* Task prompt
Recreate the entire listing that appears below, exactly.
○ ○ ○ ○ ○ ○ ○
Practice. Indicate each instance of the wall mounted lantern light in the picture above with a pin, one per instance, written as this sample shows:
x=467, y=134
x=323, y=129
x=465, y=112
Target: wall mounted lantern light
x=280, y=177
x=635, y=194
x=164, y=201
○ ○ ○ ○ ○ ○ ○
* Result of this task
Practice. Indicate each instance of the wall mounted lantern light in the picture above with a pin, one per instance, written as this sample shows:
x=467, y=134
x=323, y=129
x=465, y=112
Target: wall mounted lantern light
x=280, y=177
x=635, y=194
x=164, y=201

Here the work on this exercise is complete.